◆ **Document**:
The initial state is messy to type, in part due to mypy's surprising
inability to deal with recursive types, in part because the tree data
structure is messier than it could be.

Much of the series is cleanup that benefits the typing.  Makes sense.

What makes review hard for me: you add (fairly complicated) typing
first, then evolve it along with the cleanups.  I have to first grok the
complicated typing (a struggle), then for each cleanup grok the type
changes in addition to the code changes.

I believe adding the typing before the cleanups is a mistake.

I share the desire to have type annotations that help with understanding
the code.  I understand the desire to have them sooner rather than
later.  I just think they're a costly distraction at this stage for this
code.  Once you understand the data structure, the cleanups are fairly
straightforward.

Is it too late to delay the introduction of type hints until after the
data structure cleanups?

If yes, I have to spend more time replying below.

>>> +#
>>> +# Un-annotated values may be:
>>> +#     Scalar: str, bool, None.
>>> +#     Non-scalar: List, Dict
>>> +# _Value = Union[str, bool, None, Dict[str, Value], List[Value]]
>>> +#
>>> +# With optional annotations, the type of all values is:
>>> +# TreeValue = Union[_Value, Annotated[_Value]]
>>> +#
>>> +# Sadly, mypy does not support recursive types, so we must approximate 
>>> this.
>>> +_stub = Any
>>> +_scalar = Union[str, bool, None]
>>> +_nonscalar = Union[Dict[str, _stub], List[_stub]]
>>> +_value = Union[_scalar, _nonscalar]
>>> +TreeValue = Union[_value, 'Annotated']
>> 
>> Are there naming conventions for this kind of variables?  I'm asking
>> because you capitalize some, but not all, and I can't see a pattern.
>> 
>
> Types generally get CamelCase names; though for interior aliases I used 
> underscore + lowercase. In this case, I was trying to illustrate that 
> these intermediate types were only interesting or useful in service of 
> the Capitalized Thing, TreeValue.

◆ **Provided information**:

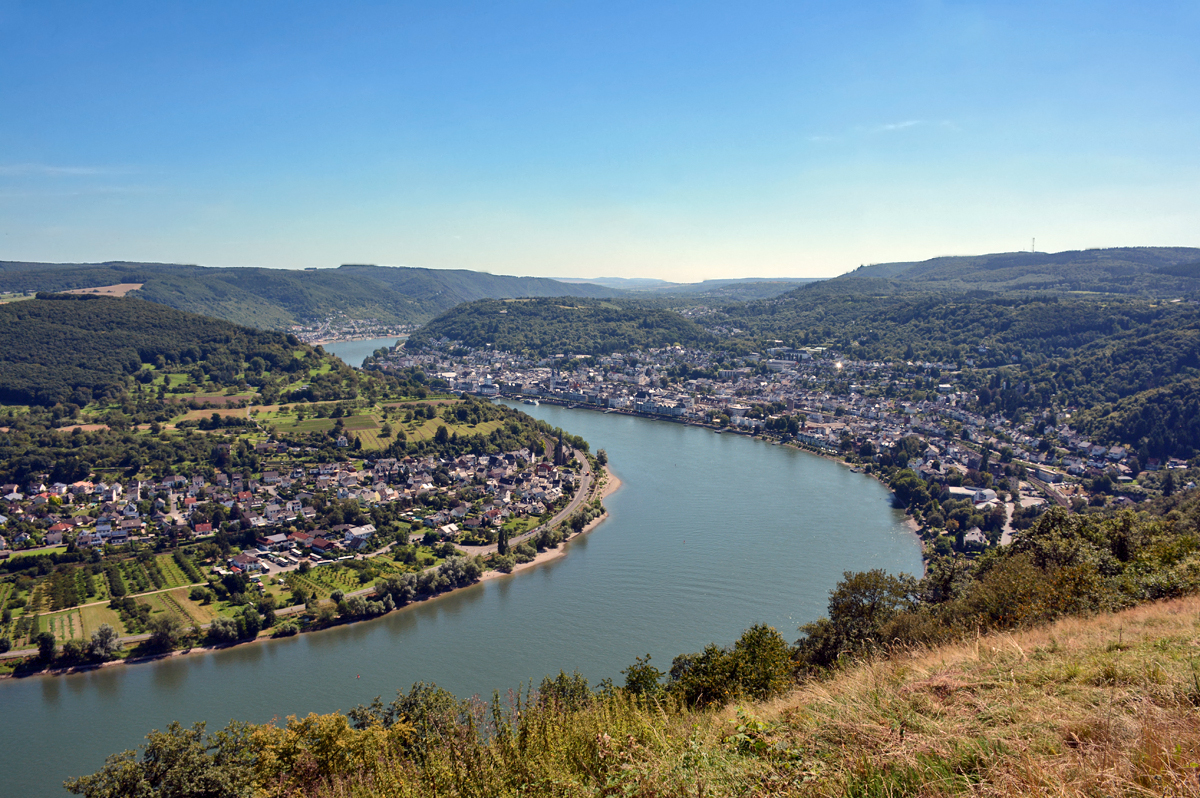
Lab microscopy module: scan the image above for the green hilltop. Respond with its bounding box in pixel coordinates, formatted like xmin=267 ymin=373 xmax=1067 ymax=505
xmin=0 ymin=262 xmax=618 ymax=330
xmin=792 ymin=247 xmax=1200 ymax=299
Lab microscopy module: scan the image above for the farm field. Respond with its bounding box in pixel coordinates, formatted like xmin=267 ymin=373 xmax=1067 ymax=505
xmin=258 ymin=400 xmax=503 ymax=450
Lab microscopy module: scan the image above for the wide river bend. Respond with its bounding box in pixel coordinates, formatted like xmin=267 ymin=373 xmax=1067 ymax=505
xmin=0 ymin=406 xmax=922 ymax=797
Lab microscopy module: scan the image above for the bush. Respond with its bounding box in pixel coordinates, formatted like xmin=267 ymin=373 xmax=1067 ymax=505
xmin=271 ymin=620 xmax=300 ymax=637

...

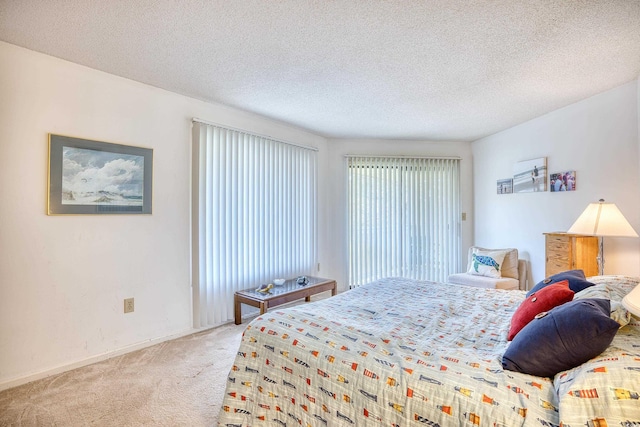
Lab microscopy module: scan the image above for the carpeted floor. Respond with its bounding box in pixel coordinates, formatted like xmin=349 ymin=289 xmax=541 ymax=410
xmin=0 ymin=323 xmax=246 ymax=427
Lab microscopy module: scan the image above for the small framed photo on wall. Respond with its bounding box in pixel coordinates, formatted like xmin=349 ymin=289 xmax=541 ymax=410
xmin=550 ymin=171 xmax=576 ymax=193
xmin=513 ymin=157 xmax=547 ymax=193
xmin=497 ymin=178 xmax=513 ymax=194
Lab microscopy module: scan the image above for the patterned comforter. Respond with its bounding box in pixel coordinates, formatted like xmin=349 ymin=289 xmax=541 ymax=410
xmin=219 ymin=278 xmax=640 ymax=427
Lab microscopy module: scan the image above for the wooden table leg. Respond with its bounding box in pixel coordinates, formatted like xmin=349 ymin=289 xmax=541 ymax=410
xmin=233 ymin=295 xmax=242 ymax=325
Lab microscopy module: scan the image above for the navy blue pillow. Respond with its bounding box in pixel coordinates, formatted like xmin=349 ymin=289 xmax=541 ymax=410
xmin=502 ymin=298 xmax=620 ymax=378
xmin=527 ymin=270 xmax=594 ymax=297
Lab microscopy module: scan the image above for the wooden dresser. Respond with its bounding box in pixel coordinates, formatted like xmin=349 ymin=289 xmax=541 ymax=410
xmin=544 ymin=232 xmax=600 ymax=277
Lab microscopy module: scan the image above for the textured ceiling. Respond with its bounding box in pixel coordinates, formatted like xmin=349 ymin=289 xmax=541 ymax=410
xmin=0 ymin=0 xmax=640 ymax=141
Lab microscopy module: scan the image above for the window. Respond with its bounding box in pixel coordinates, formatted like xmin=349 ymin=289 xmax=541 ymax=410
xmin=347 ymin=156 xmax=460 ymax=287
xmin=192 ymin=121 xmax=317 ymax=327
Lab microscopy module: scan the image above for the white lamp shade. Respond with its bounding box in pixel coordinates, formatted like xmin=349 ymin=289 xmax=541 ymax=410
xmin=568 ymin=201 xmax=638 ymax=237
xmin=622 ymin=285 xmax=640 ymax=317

◆ **Written problem**: Pick up the code review exchange about adding type hints and continue it from its last line.

◆ **Expected answer**:
>
>> Ignorant question: only 'Annotated' has quotes; why?
>> 
>
> It hasn't been defined yet, so it's a forward reference. Cleber 
> suggested I hoist its definition up to avoid this. I forget if I had 
> some strong reason for doing it this way, admittedly.
>
> A lot of this code gets changed shortly in the following patches, so 
> honestly I was likely just not really putting in a lot of effort to make 
> code that gets deleted soon pretty.
>
> (Why did the patches go in that order then? During early review, Eduardo 
> wanted to see the type hints go in first to help review for the cleanup 
> be easier ...!)

Understandable, but it didn't play out well, I'm afraid.

>> There is "_Value", "Value" and "_value".  Suggest to add "value"
>> somewhere, for completeness ;-P
>> 
>
> Yeah, my mistake. See my response to Cleber here...
>
>> I find the names _value and TreeValue a bit unfortunate: the difference
>> between the two isn't Tree.  I'll come back to this below.
>> 
>
> Feel free to suggest something better; I am at a point with this 
> particular module where I'd be happy to have someone more opinionated 
> than me telling me what they want.
>
>>> +
>>> +# This is just an alias for an object in the structure described above:
>>> +_DObject = Dict[str, object]
>> 
>> I'm confused.  Which structure, and why do we want to alias it?
>> 
>
> Yep, I don't have a good name for this either. I mean this to be a 
> generic type that describes the natural python representation for a JSON 
> object.
>
> i.e. Dict[str, THING].
>
> All of the various bits and pieces here that are generating SchemaInfo 
> subtype representations (like _gen_member, _gen_variant, etc.) are using 
> this as a generic "Well, it's some kind of dict/object."
>
> (Aside: this is an interesting part of code, because it is not type safe 
> with respect to the QAPI definitions that define SchemaInfo's descendant 
> types. There's no more explicit type for me to use here to describe 
> those objects.)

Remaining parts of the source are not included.